Appeal from the Appellate Court for the First District; heard in that court on appeal from the Circuit Court of Cook County, the Hon. Howard M. Miller, Judge, presiding.


The defendant, John Kantowski, was charged by an information in two counts with the unlawful use of weapons. Both counts were based upon his possession of a revolver. The circuit court of Cook County allowed the defendant's pretrial motion to suppress the introduction into evidence of the revolver, which was seized at the time he was arrested. The appellate court, in a Rule 23 order (73 Ill.2d R. 23), affirmed the order of suppression (104 Ill. App.3d 1204), and we granted the State's petition for leave to appeal.

Officer John Efantis, a Chicago policeman for 12 years, was the only witness at the hearing on the motion to suppress. He testified that at about 9 a.m. on August 26, 1979, he observed the defendant drive his motorcycle at a high speed through a red traffic signal in Chicago. The stoplight was at an intersection the officer was approaching in his marked squad car. The speed of the motorcycle was so great that it left the ground at an incline at the intersection.

◆ **Exercises**
a: From the court opinion, reproduce everything from "Officer John Efantis, a" down to "at the intersection.".
b: In the court opinion, how long had Officer John Efantis been a Chicago policeman?
c: Please carry the court opinion forward, starting right after its last sentence.

◆ **Information supplied**
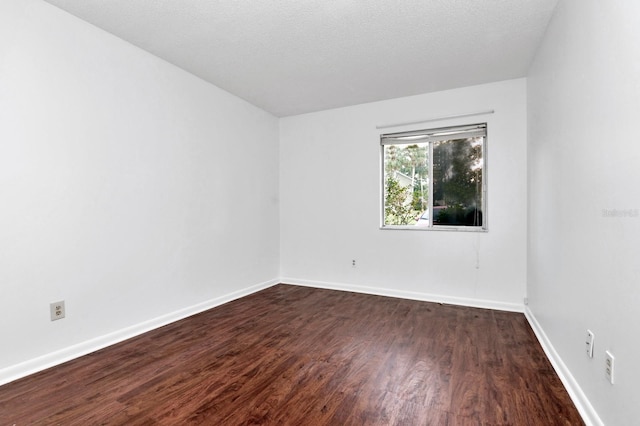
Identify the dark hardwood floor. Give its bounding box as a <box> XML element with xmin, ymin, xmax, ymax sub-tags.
<box><xmin>0</xmin><ymin>285</ymin><xmax>583</xmax><ymax>426</ymax></box>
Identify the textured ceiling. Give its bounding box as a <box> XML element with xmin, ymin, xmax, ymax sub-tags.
<box><xmin>46</xmin><ymin>0</ymin><xmax>558</xmax><ymax>116</ymax></box>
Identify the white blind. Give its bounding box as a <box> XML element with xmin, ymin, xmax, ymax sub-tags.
<box><xmin>380</xmin><ymin>123</ymin><xmax>487</xmax><ymax>145</ymax></box>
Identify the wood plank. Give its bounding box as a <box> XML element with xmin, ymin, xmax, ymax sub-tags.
<box><xmin>0</xmin><ymin>284</ymin><xmax>583</xmax><ymax>426</ymax></box>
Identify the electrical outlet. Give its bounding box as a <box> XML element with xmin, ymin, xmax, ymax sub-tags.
<box><xmin>585</xmin><ymin>330</ymin><xmax>595</xmax><ymax>358</ymax></box>
<box><xmin>604</xmin><ymin>351</ymin><xmax>615</xmax><ymax>384</ymax></box>
<box><xmin>49</xmin><ymin>300</ymin><xmax>65</xmax><ymax>321</ymax></box>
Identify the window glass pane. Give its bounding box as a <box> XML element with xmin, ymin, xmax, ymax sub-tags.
<box><xmin>383</xmin><ymin>142</ymin><xmax>429</xmax><ymax>225</ymax></box>
<box><xmin>433</xmin><ymin>137</ymin><xmax>484</xmax><ymax>226</ymax></box>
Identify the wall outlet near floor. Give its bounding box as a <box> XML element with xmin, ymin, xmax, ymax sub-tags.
<box><xmin>585</xmin><ymin>330</ymin><xmax>595</xmax><ymax>358</ymax></box>
<box><xmin>49</xmin><ymin>300</ymin><xmax>66</xmax><ymax>321</ymax></box>
<box><xmin>604</xmin><ymin>351</ymin><xmax>615</xmax><ymax>384</ymax></box>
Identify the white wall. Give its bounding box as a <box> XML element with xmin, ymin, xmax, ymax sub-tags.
<box><xmin>528</xmin><ymin>0</ymin><xmax>640</xmax><ymax>425</ymax></box>
<box><xmin>0</xmin><ymin>0</ymin><xmax>279</xmax><ymax>382</ymax></box>
<box><xmin>280</xmin><ymin>79</ymin><xmax>527</xmax><ymax>310</ymax></box>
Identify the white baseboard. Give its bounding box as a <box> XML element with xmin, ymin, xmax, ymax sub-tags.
<box><xmin>0</xmin><ymin>279</ymin><xmax>279</xmax><ymax>385</ymax></box>
<box><xmin>524</xmin><ymin>307</ymin><xmax>604</xmax><ymax>426</ymax></box>
<box><xmin>280</xmin><ymin>277</ymin><xmax>524</xmax><ymax>313</ymax></box>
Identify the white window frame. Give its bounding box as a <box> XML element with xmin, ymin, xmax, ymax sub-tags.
<box><xmin>380</xmin><ymin>123</ymin><xmax>489</xmax><ymax>232</ymax></box>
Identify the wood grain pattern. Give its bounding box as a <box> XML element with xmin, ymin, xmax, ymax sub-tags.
<box><xmin>0</xmin><ymin>284</ymin><xmax>584</xmax><ymax>426</ymax></box>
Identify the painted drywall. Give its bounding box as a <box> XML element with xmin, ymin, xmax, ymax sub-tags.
<box><xmin>528</xmin><ymin>0</ymin><xmax>640</xmax><ymax>425</ymax></box>
<box><xmin>0</xmin><ymin>0</ymin><xmax>279</xmax><ymax>379</ymax></box>
<box><xmin>280</xmin><ymin>79</ymin><xmax>527</xmax><ymax>310</ymax></box>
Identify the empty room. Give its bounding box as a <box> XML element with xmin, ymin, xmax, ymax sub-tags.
<box><xmin>0</xmin><ymin>0</ymin><xmax>640</xmax><ymax>426</ymax></box>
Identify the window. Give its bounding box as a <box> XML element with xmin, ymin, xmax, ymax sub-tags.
<box><xmin>380</xmin><ymin>123</ymin><xmax>487</xmax><ymax>230</ymax></box>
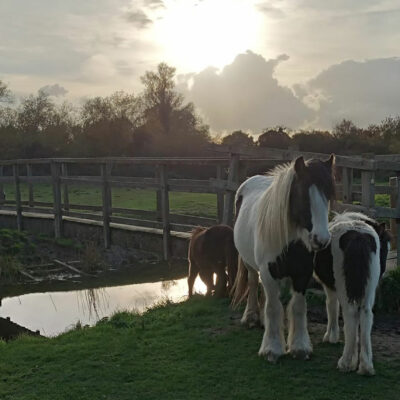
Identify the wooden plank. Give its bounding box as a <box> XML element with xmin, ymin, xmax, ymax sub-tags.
<box><xmin>210</xmin><ymin>145</ymin><xmax>384</xmax><ymax>171</ymax></box>
<box><xmin>159</xmin><ymin>164</ymin><xmax>170</xmax><ymax>260</ymax></box>
<box><xmin>61</xmin><ymin>163</ymin><xmax>69</xmax><ymax>211</ymax></box>
<box><xmin>54</xmin><ymin>259</ymin><xmax>96</xmax><ymax>276</ymax></box>
<box><xmin>13</xmin><ymin>164</ymin><xmax>23</xmax><ymax>231</ymax></box>
<box><xmin>101</xmin><ymin>163</ymin><xmax>112</xmax><ymax>249</ymax></box>
<box><xmin>50</xmin><ymin>162</ymin><xmax>62</xmax><ymax>239</ymax></box>
<box><xmin>222</xmin><ymin>154</ymin><xmax>240</xmax><ymax>226</ymax></box>
<box><xmin>26</xmin><ymin>164</ymin><xmax>34</xmax><ymax>207</ymax></box>
<box><xmin>19</xmin><ymin>269</ymin><xmax>40</xmax><ymax>282</ymax></box>
<box><xmin>210</xmin><ymin>178</ymin><xmax>240</xmax><ymax>192</ymax></box>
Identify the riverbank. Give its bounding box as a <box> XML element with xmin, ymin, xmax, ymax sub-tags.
<box><xmin>0</xmin><ymin>296</ymin><xmax>400</xmax><ymax>400</ymax></box>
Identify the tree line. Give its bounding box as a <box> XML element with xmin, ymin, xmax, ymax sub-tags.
<box><xmin>0</xmin><ymin>63</ymin><xmax>400</xmax><ymax>159</ymax></box>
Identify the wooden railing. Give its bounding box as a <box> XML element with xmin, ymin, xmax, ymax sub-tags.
<box><xmin>0</xmin><ymin>150</ymin><xmax>400</xmax><ymax>264</ymax></box>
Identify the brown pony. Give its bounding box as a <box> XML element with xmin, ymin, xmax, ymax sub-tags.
<box><xmin>188</xmin><ymin>225</ymin><xmax>238</xmax><ymax>297</ymax></box>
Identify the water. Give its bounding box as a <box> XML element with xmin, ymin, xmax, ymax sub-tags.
<box><xmin>0</xmin><ymin>268</ymin><xmax>205</xmax><ymax>337</ymax></box>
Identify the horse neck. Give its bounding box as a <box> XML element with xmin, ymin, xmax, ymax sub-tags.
<box><xmin>258</xmin><ymin>166</ymin><xmax>297</xmax><ymax>253</ymax></box>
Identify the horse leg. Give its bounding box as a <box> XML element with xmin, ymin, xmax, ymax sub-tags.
<box><xmin>240</xmin><ymin>266</ymin><xmax>260</xmax><ymax>328</ymax></box>
<box><xmin>225</xmin><ymin>247</ymin><xmax>238</xmax><ymax>291</ymax></box>
<box><xmin>215</xmin><ymin>266</ymin><xmax>228</xmax><ymax>297</ymax></box>
<box><xmin>357</xmin><ymin>306</ymin><xmax>375</xmax><ymax>375</ymax></box>
<box><xmin>188</xmin><ymin>260</ymin><xmax>199</xmax><ymax>297</ymax></box>
<box><xmin>258</xmin><ymin>269</ymin><xmax>286</xmax><ymax>362</ymax></box>
<box><xmin>200</xmin><ymin>268</ymin><xmax>214</xmax><ymax>296</ymax></box>
<box><xmin>323</xmin><ymin>285</ymin><xmax>340</xmax><ymax>343</ymax></box>
<box><xmin>288</xmin><ymin>291</ymin><xmax>312</xmax><ymax>360</ymax></box>
<box><xmin>338</xmin><ymin>301</ymin><xmax>360</xmax><ymax>372</ymax></box>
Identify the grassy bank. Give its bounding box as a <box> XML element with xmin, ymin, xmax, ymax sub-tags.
<box><xmin>4</xmin><ymin>184</ymin><xmax>217</xmax><ymax>217</ymax></box>
<box><xmin>0</xmin><ymin>298</ymin><xmax>400</xmax><ymax>400</ymax></box>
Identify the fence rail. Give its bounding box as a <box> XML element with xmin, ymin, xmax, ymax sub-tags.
<box><xmin>0</xmin><ymin>146</ymin><xmax>400</xmax><ymax>264</ymax></box>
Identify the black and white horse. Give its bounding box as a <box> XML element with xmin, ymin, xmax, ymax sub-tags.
<box><xmin>314</xmin><ymin>213</ymin><xmax>390</xmax><ymax>375</ymax></box>
<box><xmin>233</xmin><ymin>155</ymin><xmax>334</xmax><ymax>362</ymax></box>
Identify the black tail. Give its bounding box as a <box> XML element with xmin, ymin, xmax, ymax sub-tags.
<box><xmin>339</xmin><ymin>230</ymin><xmax>376</xmax><ymax>302</ymax></box>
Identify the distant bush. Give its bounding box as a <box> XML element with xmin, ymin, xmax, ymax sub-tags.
<box><xmin>375</xmin><ymin>267</ymin><xmax>400</xmax><ymax>313</ymax></box>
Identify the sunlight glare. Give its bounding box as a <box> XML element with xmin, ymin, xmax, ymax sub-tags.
<box><xmin>154</xmin><ymin>0</ymin><xmax>261</xmax><ymax>71</ymax></box>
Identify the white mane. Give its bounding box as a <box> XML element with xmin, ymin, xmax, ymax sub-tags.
<box><xmin>257</xmin><ymin>163</ymin><xmax>295</xmax><ymax>251</ymax></box>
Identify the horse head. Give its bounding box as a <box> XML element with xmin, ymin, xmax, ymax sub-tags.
<box><xmin>289</xmin><ymin>154</ymin><xmax>335</xmax><ymax>251</ymax></box>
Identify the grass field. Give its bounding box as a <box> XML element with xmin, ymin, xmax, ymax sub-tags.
<box><xmin>0</xmin><ymin>184</ymin><xmax>217</xmax><ymax>217</ymax></box>
<box><xmin>0</xmin><ymin>297</ymin><xmax>400</xmax><ymax>400</ymax></box>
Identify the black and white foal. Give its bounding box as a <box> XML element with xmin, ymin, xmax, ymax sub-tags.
<box><xmin>314</xmin><ymin>213</ymin><xmax>390</xmax><ymax>375</ymax></box>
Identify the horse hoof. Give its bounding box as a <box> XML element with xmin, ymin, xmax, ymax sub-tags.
<box><xmin>240</xmin><ymin>315</ymin><xmax>260</xmax><ymax>329</ymax></box>
<box><xmin>289</xmin><ymin>349</ymin><xmax>312</xmax><ymax>360</ymax></box>
<box><xmin>357</xmin><ymin>364</ymin><xmax>375</xmax><ymax>376</ymax></box>
<box><xmin>337</xmin><ymin>357</ymin><xmax>354</xmax><ymax>372</ymax></box>
<box><xmin>322</xmin><ymin>332</ymin><xmax>339</xmax><ymax>343</ymax></box>
<box><xmin>258</xmin><ymin>350</ymin><xmax>282</xmax><ymax>364</ymax></box>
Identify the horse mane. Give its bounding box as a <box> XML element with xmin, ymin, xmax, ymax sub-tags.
<box><xmin>257</xmin><ymin>163</ymin><xmax>295</xmax><ymax>252</ymax></box>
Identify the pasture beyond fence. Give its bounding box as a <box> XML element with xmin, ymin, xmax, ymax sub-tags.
<box><xmin>0</xmin><ymin>146</ymin><xmax>400</xmax><ymax>264</ymax></box>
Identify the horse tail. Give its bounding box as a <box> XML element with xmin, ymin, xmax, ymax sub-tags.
<box><xmin>339</xmin><ymin>230</ymin><xmax>377</xmax><ymax>303</ymax></box>
<box><xmin>230</xmin><ymin>256</ymin><xmax>249</xmax><ymax>308</ymax></box>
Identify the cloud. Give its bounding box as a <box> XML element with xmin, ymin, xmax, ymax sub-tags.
<box><xmin>143</xmin><ymin>0</ymin><xmax>165</xmax><ymax>9</ymax></box>
<box><xmin>181</xmin><ymin>51</ymin><xmax>312</xmax><ymax>134</ymax></box>
<box><xmin>39</xmin><ymin>83</ymin><xmax>68</xmax><ymax>97</ymax></box>
<box><xmin>256</xmin><ymin>3</ymin><xmax>285</xmax><ymax>19</ymax></box>
<box><xmin>124</xmin><ymin>10</ymin><xmax>153</xmax><ymax>29</ymax></box>
<box><xmin>296</xmin><ymin>58</ymin><xmax>400</xmax><ymax>128</ymax></box>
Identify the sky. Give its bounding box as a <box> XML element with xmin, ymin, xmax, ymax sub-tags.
<box><xmin>0</xmin><ymin>0</ymin><xmax>400</xmax><ymax>133</ymax></box>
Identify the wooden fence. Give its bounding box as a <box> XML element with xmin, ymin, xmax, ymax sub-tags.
<box><xmin>0</xmin><ymin>146</ymin><xmax>400</xmax><ymax>264</ymax></box>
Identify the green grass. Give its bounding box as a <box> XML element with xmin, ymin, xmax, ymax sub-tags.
<box><xmin>0</xmin><ymin>297</ymin><xmax>400</xmax><ymax>400</ymax></box>
<box><xmin>4</xmin><ymin>184</ymin><xmax>217</xmax><ymax>217</ymax></box>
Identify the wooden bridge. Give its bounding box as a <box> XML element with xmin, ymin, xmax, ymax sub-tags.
<box><xmin>0</xmin><ymin>145</ymin><xmax>400</xmax><ymax>264</ymax></box>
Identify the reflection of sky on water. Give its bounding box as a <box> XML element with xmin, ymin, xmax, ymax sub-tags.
<box><xmin>0</xmin><ymin>279</ymin><xmax>205</xmax><ymax>336</ymax></box>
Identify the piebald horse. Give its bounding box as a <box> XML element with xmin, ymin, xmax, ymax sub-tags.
<box><xmin>233</xmin><ymin>155</ymin><xmax>335</xmax><ymax>362</ymax></box>
<box><xmin>314</xmin><ymin>212</ymin><xmax>391</xmax><ymax>375</ymax></box>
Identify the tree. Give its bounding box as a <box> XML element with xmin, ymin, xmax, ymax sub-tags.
<box><xmin>292</xmin><ymin>130</ymin><xmax>337</xmax><ymax>153</ymax></box>
<box><xmin>221</xmin><ymin>131</ymin><xmax>254</xmax><ymax>146</ymax></box>
<box><xmin>257</xmin><ymin>126</ymin><xmax>291</xmax><ymax>149</ymax></box>
<box><xmin>140</xmin><ymin>63</ymin><xmax>183</xmax><ymax>135</ymax></box>
<box><xmin>134</xmin><ymin>63</ymin><xmax>210</xmax><ymax>156</ymax></box>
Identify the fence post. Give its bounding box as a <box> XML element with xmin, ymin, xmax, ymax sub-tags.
<box><xmin>61</xmin><ymin>163</ymin><xmax>69</xmax><ymax>211</ymax></box>
<box><xmin>217</xmin><ymin>165</ymin><xmax>224</xmax><ymax>224</ymax></box>
<box><xmin>50</xmin><ymin>161</ymin><xmax>62</xmax><ymax>239</ymax></box>
<box><xmin>101</xmin><ymin>163</ymin><xmax>112</xmax><ymax>249</ymax></box>
<box><xmin>389</xmin><ymin>173</ymin><xmax>400</xmax><ymax>250</ymax></box>
<box><xmin>26</xmin><ymin>164</ymin><xmax>35</xmax><ymax>207</ymax></box>
<box><xmin>342</xmin><ymin>167</ymin><xmax>353</xmax><ymax>204</ymax></box>
<box><xmin>396</xmin><ymin>172</ymin><xmax>400</xmax><ymax>265</ymax></box>
<box><xmin>222</xmin><ymin>154</ymin><xmax>240</xmax><ymax>226</ymax></box>
<box><xmin>0</xmin><ymin>165</ymin><xmax>6</xmax><ymax>206</ymax></box>
<box><xmin>159</xmin><ymin>165</ymin><xmax>170</xmax><ymax>260</ymax></box>
<box><xmin>13</xmin><ymin>164</ymin><xmax>23</xmax><ymax>231</ymax></box>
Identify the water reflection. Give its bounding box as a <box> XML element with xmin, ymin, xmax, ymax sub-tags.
<box><xmin>0</xmin><ymin>279</ymin><xmax>206</xmax><ymax>336</ymax></box>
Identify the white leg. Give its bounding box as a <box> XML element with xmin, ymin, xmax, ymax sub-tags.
<box><xmin>258</xmin><ymin>271</ymin><xmax>286</xmax><ymax>362</ymax></box>
<box><xmin>357</xmin><ymin>307</ymin><xmax>375</xmax><ymax>375</ymax></box>
<box><xmin>338</xmin><ymin>302</ymin><xmax>360</xmax><ymax>372</ymax></box>
<box><xmin>240</xmin><ymin>268</ymin><xmax>260</xmax><ymax>328</ymax></box>
<box><xmin>288</xmin><ymin>292</ymin><xmax>312</xmax><ymax>360</ymax></box>
<box><xmin>323</xmin><ymin>286</ymin><xmax>340</xmax><ymax>343</ymax></box>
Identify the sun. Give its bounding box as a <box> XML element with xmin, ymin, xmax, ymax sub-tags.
<box><xmin>154</xmin><ymin>0</ymin><xmax>262</xmax><ymax>71</ymax></box>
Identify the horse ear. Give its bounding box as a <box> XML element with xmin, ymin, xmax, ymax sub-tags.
<box><xmin>324</xmin><ymin>154</ymin><xmax>335</xmax><ymax>169</ymax></box>
<box><xmin>294</xmin><ymin>156</ymin><xmax>306</xmax><ymax>175</ymax></box>
<box><xmin>378</xmin><ymin>222</ymin><xmax>386</xmax><ymax>237</ymax></box>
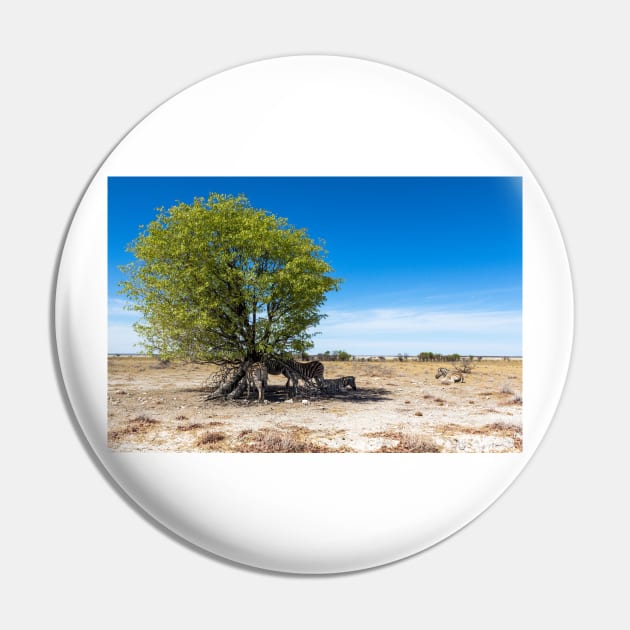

◆ **Results**
a:
Officer John Efantis, a Chicago policeman for 12 years, was the only witness at the hearing on the motion to suppress. He testified that at about 9 a.m. on August 26, 1979, he observed the defendant drive his motorcycle at a high speed through a red traffic signal in Chicago. The stoplight was at an intersection the officer was approaching in his marked squad car. The speed of the motorcycle was so great that it left the ground at an incline at the intersection.

b: 12 years.

c:
The officer turned on his siren and flashing lights and gave chase. When he began to overtake the defendant about four blocks later, the officer had reached a speed of approximately 75 miles per hour. The defendant ran another red light. He then made a right turn about two blocks beyond the signal and stopped. At some point during the chase, a police car driven by Officer Doherty joined in the chase.

The two officers approached the defendant, who remained sitting on his motorcycle, and asked to see his driver's license. The defendant unzipped his leather jacket, apparently to get the license, and when he did so, Officer Efantis saw a knife in the defendant's belt. The knife had a four-inch handle and a six-inch blade. The officer testified that at this point he feared for his safety. He was afraid that the defendant had another weapon. Officer Efantis took the knife from the defendant and ordered him to place his hands on the top of the car. Officer Doherty searched the defendant and found a revolver tucked in his belt near the small of his back. The precise extent of the search is not clear from the officer's testimony, but the defendant has not challenged the State's description of the search as a minimally intrusive search for weapons only.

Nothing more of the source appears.